> _What to produce_: Reproduce each of the following items word for word, leaving out the pictures.

> _Recorded information_:

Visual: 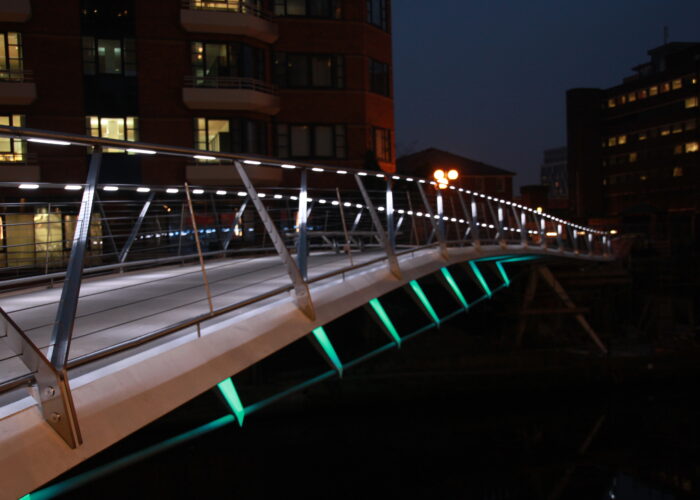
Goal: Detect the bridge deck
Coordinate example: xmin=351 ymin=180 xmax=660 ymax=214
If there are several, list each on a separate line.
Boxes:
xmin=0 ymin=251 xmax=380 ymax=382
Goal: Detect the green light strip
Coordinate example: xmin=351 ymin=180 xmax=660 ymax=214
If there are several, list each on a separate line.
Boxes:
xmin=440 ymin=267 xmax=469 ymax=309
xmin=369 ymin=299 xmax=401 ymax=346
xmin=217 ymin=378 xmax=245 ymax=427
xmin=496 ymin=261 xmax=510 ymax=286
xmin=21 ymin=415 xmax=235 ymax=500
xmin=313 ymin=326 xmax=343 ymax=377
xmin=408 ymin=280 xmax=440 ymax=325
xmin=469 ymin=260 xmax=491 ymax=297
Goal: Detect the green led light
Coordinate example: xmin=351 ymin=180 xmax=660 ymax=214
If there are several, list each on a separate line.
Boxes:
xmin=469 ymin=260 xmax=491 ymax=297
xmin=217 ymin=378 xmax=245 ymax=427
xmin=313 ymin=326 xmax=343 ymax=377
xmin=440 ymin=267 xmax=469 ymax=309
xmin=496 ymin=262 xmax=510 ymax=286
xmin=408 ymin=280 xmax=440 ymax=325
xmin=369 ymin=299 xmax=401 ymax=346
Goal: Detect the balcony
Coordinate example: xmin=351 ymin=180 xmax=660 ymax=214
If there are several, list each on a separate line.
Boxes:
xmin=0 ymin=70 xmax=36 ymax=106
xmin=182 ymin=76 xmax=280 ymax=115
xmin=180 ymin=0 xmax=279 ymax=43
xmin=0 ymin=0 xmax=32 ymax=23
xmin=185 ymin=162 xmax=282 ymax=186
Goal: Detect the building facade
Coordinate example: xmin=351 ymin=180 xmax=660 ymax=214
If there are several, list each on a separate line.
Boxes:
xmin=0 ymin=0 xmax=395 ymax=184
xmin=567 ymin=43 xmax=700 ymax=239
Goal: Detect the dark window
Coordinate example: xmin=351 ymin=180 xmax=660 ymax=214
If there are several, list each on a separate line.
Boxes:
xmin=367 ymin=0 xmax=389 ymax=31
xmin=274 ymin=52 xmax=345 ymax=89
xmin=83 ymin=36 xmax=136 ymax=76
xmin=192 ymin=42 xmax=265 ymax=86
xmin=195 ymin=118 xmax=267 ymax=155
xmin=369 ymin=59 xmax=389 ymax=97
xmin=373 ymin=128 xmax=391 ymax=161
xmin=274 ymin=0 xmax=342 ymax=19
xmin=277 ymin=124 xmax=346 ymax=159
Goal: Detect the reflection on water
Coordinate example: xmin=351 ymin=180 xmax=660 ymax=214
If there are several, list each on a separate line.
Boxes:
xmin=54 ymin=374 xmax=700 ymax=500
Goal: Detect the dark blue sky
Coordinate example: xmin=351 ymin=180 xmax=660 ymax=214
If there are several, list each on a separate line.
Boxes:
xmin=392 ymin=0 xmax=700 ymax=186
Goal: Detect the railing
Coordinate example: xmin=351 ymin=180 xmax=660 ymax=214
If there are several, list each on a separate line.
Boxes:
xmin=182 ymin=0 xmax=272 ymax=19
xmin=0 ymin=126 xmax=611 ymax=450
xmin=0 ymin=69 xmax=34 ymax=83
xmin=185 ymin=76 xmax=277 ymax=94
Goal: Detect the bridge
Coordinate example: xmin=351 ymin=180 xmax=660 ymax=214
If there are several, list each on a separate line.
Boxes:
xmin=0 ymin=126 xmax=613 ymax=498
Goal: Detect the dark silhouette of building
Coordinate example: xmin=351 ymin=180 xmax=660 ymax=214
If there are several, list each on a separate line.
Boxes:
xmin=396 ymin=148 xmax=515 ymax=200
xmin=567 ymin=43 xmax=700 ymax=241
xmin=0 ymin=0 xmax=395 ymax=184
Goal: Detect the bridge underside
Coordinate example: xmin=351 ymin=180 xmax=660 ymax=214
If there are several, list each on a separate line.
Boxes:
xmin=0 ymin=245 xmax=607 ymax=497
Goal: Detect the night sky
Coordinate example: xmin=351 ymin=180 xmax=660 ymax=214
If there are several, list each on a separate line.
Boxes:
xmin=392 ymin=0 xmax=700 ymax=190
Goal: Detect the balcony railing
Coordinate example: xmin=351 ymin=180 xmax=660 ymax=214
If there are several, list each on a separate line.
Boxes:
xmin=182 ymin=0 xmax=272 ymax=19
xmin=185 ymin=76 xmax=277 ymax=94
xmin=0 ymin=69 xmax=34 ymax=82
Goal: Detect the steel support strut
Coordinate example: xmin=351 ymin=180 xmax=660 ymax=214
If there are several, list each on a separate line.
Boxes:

> _Exercise solution_:
Visual: 
Goal: Detect the bridge deck
Coordinate example: xmin=351 ymin=180 xmax=660 ymax=214
If there are several, list each on a separate line.
Boxes:
xmin=0 ymin=251 xmax=380 ymax=382
Goal: Detect the green light strip
Coordinate example: xmin=351 ymin=180 xmax=660 ymax=214
If there are several, list each on a separate line.
Boxes:
xmin=440 ymin=267 xmax=469 ymax=309
xmin=369 ymin=299 xmax=401 ymax=346
xmin=217 ymin=378 xmax=245 ymax=427
xmin=496 ymin=261 xmax=510 ymax=286
xmin=21 ymin=415 xmax=235 ymax=500
xmin=313 ymin=326 xmax=343 ymax=377
xmin=408 ymin=280 xmax=440 ymax=325
xmin=469 ymin=260 xmax=491 ymax=297
Goal: Detect the green led light
Coordinate example: xmin=351 ymin=180 xmax=660 ymax=214
If there are several, list each on a separate line.
Boxes:
xmin=469 ymin=260 xmax=491 ymax=297
xmin=217 ymin=378 xmax=245 ymax=427
xmin=313 ymin=326 xmax=343 ymax=377
xmin=440 ymin=267 xmax=469 ymax=309
xmin=496 ymin=262 xmax=510 ymax=286
xmin=408 ymin=280 xmax=440 ymax=325
xmin=369 ymin=299 xmax=401 ymax=346
Goal: Detect the balcony
Coordinate example: xmin=351 ymin=180 xmax=660 ymax=214
If there are several, list each on a separate line.
Boxes:
xmin=0 ymin=70 xmax=36 ymax=106
xmin=182 ymin=76 xmax=280 ymax=115
xmin=180 ymin=0 xmax=279 ymax=43
xmin=0 ymin=0 xmax=32 ymax=23
xmin=185 ymin=162 xmax=282 ymax=186
Goal: Detect the building facade
Coordinate example: xmin=351 ymin=180 xmax=660 ymax=214
If there are several, list each on a separate line.
Boxes:
xmin=0 ymin=0 xmax=395 ymax=184
xmin=567 ymin=43 xmax=700 ymax=239
Goal: Detect the dark window
Coordinate example: xmin=351 ymin=180 xmax=660 ymax=214
If there are several, list each on a separate line.
Boxes:
xmin=367 ymin=0 xmax=389 ymax=31
xmin=274 ymin=52 xmax=345 ymax=89
xmin=83 ymin=36 xmax=136 ymax=76
xmin=192 ymin=42 xmax=265 ymax=86
xmin=195 ymin=118 xmax=267 ymax=155
xmin=369 ymin=59 xmax=389 ymax=97
xmin=373 ymin=128 xmax=391 ymax=161
xmin=274 ymin=0 xmax=342 ymax=19
xmin=277 ymin=124 xmax=346 ymax=159
Goal: Detect the reflection on water
Coordinate example: xmin=351 ymin=180 xmax=660 ymax=214
If there are several, list each on a separate line.
Boxes:
xmin=54 ymin=374 xmax=700 ymax=500
Goal: Detect the dark blue sky
Coordinate example: xmin=351 ymin=180 xmax=660 ymax=214
If there are several, list each on a separate line.
Boxes:
xmin=392 ymin=0 xmax=700 ymax=186
Goal: Detect the railing
Coordinate example: xmin=351 ymin=180 xmax=660 ymax=214
If there are several, list each on a separate line.
Boxes:
xmin=182 ymin=0 xmax=272 ymax=19
xmin=0 ymin=126 xmax=611 ymax=450
xmin=0 ymin=69 xmax=34 ymax=83
xmin=185 ymin=76 xmax=277 ymax=94
Goal: Detect the bridge
Coordinate example: xmin=351 ymin=180 xmax=660 ymax=214
If there are several, list each on a separate line.
Boxes:
xmin=0 ymin=126 xmax=613 ymax=498
Goal: Detect the dark silhouette of building
Coordinate example: xmin=351 ymin=180 xmax=660 ymax=214
If there are several, list each on a separate line.
Boxes:
xmin=396 ymin=148 xmax=515 ymax=200
xmin=567 ymin=43 xmax=700 ymax=241
xmin=0 ymin=0 xmax=395 ymax=184
Goal: Detect the bridge underside
Coordinate example: xmin=351 ymin=180 xmax=660 ymax=214
If there are several, list each on a separate line.
Boxes:
xmin=0 ymin=245 xmax=607 ymax=497
Goal: Detect the night sky
Coordinate example: xmin=351 ymin=180 xmax=660 ymax=214
If there are several, list each on a separate line.
Boxes:
xmin=392 ymin=0 xmax=700 ymax=190
Goal: Detect the balcony railing
Coordinate example: xmin=351 ymin=180 xmax=660 ymax=214
If there are several, list each on a separate line.
Boxes:
xmin=182 ymin=0 xmax=272 ymax=19
xmin=185 ymin=76 xmax=277 ymax=94
xmin=0 ymin=69 xmax=34 ymax=82
Goal: Detect the steel support strut
Coordinate example: xmin=351 ymin=180 xmax=660 ymax=214
If there are several, list each on a separate line.
Boxes:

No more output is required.